___ Information shown
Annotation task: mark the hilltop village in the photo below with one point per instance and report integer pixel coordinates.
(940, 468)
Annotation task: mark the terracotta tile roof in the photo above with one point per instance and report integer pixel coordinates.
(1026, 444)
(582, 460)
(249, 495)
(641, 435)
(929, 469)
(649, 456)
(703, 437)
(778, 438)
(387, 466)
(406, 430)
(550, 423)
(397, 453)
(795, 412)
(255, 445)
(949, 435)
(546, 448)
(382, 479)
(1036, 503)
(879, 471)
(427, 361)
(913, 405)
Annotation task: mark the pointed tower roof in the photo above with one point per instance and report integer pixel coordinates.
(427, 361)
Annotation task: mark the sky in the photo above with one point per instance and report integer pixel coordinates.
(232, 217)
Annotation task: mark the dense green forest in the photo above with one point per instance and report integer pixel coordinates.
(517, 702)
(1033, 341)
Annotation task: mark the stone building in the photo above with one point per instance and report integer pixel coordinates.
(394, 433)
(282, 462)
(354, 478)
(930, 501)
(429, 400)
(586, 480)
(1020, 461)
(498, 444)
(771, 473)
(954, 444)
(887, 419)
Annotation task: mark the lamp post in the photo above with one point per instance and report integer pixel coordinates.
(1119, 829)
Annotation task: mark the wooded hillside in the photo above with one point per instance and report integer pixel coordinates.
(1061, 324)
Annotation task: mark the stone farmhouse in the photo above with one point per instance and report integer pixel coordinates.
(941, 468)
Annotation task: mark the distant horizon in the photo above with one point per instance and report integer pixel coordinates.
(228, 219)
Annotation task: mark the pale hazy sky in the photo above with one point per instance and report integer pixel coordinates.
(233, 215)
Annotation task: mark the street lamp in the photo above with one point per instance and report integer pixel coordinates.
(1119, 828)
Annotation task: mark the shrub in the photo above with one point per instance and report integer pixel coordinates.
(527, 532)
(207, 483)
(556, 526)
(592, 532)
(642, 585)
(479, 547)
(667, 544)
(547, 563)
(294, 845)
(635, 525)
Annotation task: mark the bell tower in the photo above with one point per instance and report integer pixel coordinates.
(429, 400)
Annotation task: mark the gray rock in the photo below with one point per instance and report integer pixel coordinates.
______
- Task description:
Each of the records above is to be copied exactly.

- Solution to the problem:
Annotation task: mark the hilltop village in the photo below with one point per instance and report integer pixel coordinates.
(940, 468)
Annotation task: mark the terracotta tile roof in the photo above with one point per instance and report integer pixel coordinates.
(1026, 444)
(582, 460)
(249, 495)
(641, 435)
(929, 469)
(649, 456)
(703, 437)
(778, 438)
(387, 466)
(406, 430)
(550, 423)
(397, 453)
(795, 412)
(255, 445)
(949, 435)
(546, 448)
(382, 479)
(1036, 503)
(879, 471)
(427, 361)
(913, 405)
Annotation task: mark the pointed tower roof in the photo above with one point per instance and report integer pixel coordinates.
(427, 361)
Annotation task: mark the sky in the photo above with one point per instance and report integer pixel coordinates.
(232, 217)
Annotation task: mark the dense green forest in the photo above with one point per instance and report integer pixel coordinates.
(517, 702)
(1033, 341)
Annotation task: mark the stone building in the photo above with one point per instance and report integer pixel coordinates.
(394, 433)
(282, 462)
(354, 478)
(930, 501)
(429, 400)
(586, 480)
(1020, 461)
(498, 444)
(771, 473)
(954, 444)
(887, 419)
Annotation task: mark the lamp post in the photo above with one point per instance and report integer pixel coordinates.
(1119, 829)
Annotation task: mark the wooded hillside in the photo above with one point per instance and report integer pixel coordinates.
(1061, 324)
Annotation task: mark the stone farmhouse in the photo above with one point per instance and report integer pixel coordinates.
(941, 468)
Annotation task: mark the distant horizon in the photo above with one point per instance and report integer pixel coordinates.
(228, 219)
Annotation task: mark the pale hazy sky in the photo above with one point per instance and report integer pixel coordinates.
(233, 215)
Annotation task: mark the street lamp in the photo above with one point per instance and report integer pixel coordinates.
(1119, 828)
Annotation task: mark the shrub in the photo above with one point per instance and report integer pixel coordinates.
(527, 532)
(207, 483)
(556, 526)
(592, 532)
(642, 585)
(479, 547)
(667, 544)
(547, 563)
(294, 845)
(635, 525)
Annotation task: mark the bell tower in the photo above with one point per instance and report integer pixel coordinates.
(429, 400)
Annotation task: mark the gray rock in the photo below with one point per instance and report integer pixel coordinates.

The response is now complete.